▶ **Instructions for the task**: Convert the lines below into a Markdown table with the columns Line No. and Content, skipping blank lines and pictures. Begin at the line that contains "below contains yellow" and stop after the line that contains "Wildlife camera trigger: the trail-cam image above".
+++ Available records +++
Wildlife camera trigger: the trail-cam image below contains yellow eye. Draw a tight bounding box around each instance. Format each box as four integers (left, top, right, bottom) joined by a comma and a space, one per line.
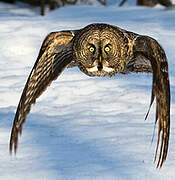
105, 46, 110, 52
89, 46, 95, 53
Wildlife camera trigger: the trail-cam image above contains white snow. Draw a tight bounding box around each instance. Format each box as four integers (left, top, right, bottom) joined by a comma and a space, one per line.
+++
+++ Available records +++
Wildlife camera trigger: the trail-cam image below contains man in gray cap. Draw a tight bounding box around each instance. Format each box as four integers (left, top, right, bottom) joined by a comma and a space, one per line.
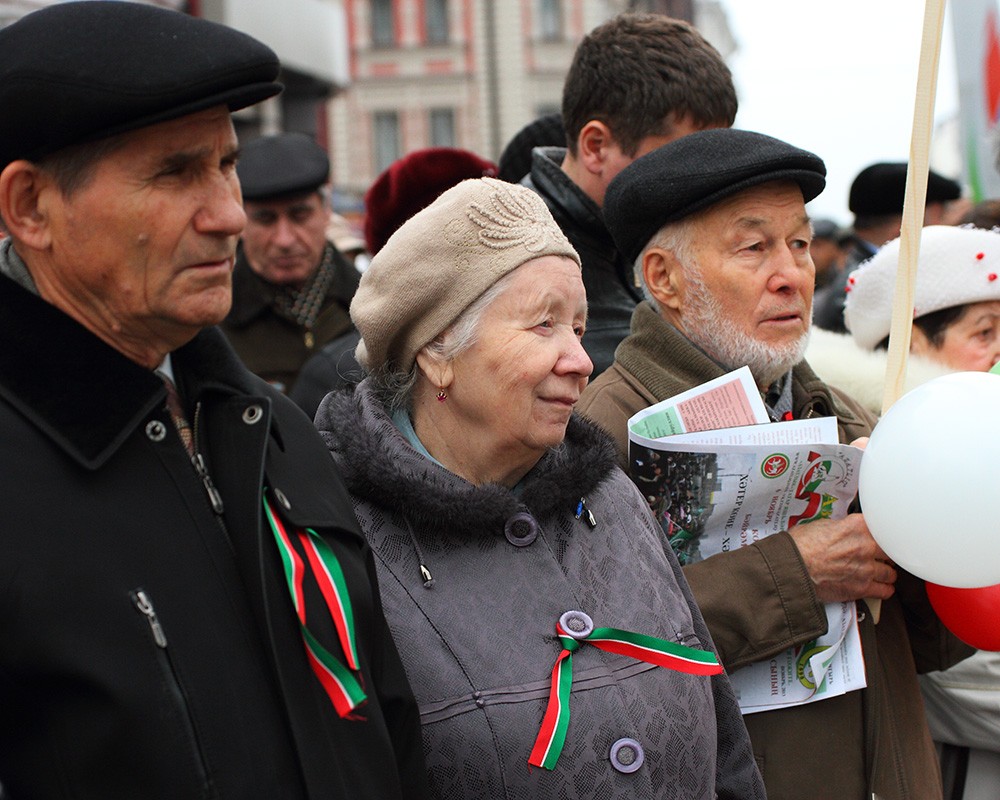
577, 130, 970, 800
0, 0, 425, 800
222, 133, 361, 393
+++
▶ **Result of the task**:
| Line No. | Content |
|---|---|
| 1 | Wildlife camera trigger: the trail-cam image below contains yellow eye. Draw a tight bounding box around each instance. Format each box as four integers (left, top, right, bottom) joined by a comma and a space, one per line. |
| 2 | 105, 46, 110, 52 |
| 3 | 89, 46, 95, 53 |
| 4 | Wildlife camera trigger: the trail-cam image above contains white snow. Draw a tight bounding box around each instance. Format each box as four integers (left, top, right, bottom) joined by a comma and a space, one per line. |